● Given records:
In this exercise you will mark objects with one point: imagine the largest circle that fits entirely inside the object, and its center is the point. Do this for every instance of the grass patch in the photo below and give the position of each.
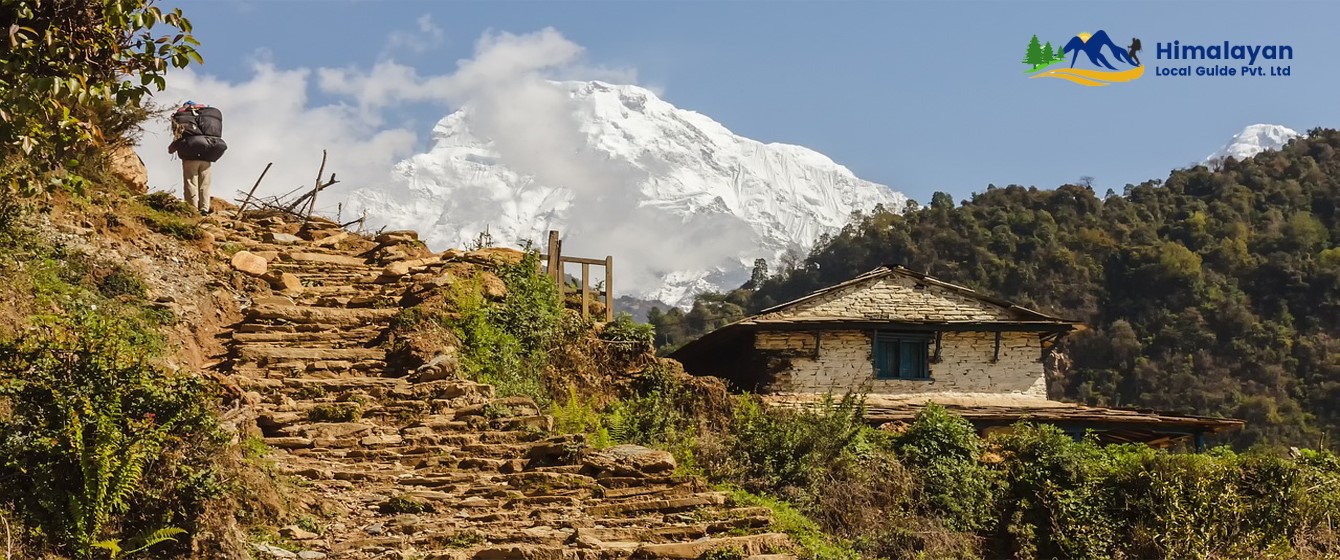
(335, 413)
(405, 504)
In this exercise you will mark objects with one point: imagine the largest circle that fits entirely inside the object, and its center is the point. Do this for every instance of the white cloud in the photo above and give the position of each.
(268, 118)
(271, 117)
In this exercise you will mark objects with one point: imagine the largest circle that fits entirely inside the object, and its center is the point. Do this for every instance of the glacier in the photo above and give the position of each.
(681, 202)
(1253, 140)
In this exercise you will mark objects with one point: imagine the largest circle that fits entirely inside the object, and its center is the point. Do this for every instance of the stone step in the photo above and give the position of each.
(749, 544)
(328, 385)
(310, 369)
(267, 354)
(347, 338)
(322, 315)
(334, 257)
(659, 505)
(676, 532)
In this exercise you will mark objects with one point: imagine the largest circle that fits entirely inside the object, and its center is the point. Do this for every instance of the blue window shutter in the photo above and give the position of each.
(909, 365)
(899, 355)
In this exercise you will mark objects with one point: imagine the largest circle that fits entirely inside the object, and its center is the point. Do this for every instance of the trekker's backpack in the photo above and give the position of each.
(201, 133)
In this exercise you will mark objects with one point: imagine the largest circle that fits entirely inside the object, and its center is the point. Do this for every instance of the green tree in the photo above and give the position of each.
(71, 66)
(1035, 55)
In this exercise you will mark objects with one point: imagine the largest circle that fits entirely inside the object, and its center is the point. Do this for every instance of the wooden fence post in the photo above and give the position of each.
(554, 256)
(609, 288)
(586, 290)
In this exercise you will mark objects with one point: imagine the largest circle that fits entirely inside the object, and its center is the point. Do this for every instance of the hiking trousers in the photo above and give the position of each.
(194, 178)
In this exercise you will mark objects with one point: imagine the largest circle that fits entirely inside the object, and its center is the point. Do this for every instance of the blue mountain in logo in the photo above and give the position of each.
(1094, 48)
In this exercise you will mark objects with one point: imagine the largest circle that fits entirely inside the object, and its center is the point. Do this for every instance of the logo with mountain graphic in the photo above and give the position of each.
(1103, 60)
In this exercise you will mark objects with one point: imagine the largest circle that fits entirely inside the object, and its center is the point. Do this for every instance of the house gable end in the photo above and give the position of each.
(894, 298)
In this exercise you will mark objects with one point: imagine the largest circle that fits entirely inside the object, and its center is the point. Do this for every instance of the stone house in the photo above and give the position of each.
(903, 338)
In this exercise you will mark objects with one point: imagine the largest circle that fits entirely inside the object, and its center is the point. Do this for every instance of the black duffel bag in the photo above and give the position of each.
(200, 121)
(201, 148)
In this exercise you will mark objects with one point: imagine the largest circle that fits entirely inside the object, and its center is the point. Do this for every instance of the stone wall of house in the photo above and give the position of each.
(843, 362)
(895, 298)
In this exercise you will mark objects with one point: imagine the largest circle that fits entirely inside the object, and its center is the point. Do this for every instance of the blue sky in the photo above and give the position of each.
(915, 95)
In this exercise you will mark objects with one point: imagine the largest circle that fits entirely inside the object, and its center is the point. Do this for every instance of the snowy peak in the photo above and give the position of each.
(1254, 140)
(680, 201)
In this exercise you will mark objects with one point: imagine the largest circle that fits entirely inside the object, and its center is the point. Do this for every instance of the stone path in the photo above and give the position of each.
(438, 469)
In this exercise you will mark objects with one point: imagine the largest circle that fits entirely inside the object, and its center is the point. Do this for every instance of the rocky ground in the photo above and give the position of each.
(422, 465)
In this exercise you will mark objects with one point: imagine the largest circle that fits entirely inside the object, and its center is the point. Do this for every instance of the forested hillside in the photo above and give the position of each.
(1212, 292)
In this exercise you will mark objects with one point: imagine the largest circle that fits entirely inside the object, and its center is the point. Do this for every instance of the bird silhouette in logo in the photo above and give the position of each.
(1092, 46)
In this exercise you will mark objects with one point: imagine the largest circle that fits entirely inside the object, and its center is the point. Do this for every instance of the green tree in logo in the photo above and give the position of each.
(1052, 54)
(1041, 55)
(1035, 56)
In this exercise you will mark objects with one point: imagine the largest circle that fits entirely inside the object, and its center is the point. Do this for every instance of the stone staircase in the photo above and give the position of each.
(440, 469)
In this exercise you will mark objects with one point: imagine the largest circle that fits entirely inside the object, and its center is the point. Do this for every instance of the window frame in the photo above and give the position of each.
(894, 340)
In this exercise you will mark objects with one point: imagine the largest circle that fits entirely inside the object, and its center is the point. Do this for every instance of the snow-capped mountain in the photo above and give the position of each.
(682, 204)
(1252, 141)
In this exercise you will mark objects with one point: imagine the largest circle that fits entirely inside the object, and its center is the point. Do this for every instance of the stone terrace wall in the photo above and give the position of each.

● The exercise:
Give again, word for word, every line from the one holding "the stone staircase" to the end of the data.

● Expected answer:
In this exercise you will mark objects with one point: imagine the largest circle that fits entirely inside the object, and its center is the point. Do this for every instance of the stone staircase in the photo above and give the position of each.
(440, 469)
In this exercise you will mark objects with one point: imagine the largest circle that fits entirely inside the object, and its center is the point. Do this for every instance of the window frame in the photo above and give the position of each.
(894, 340)
In this exercise you will mark objects with one point: imagine the largest circle that fits entirely inside the object, and its center is the point. Do this for every instance of the snow-capped mountain in the photo above and give the position of each.
(682, 204)
(1252, 141)
In this exercise you will mark objects with one point: imagine the largest circle that fits entirely inside the object, and its center is the point. Do this for every instance of the stone terrace wall in the photo above and give the position of each.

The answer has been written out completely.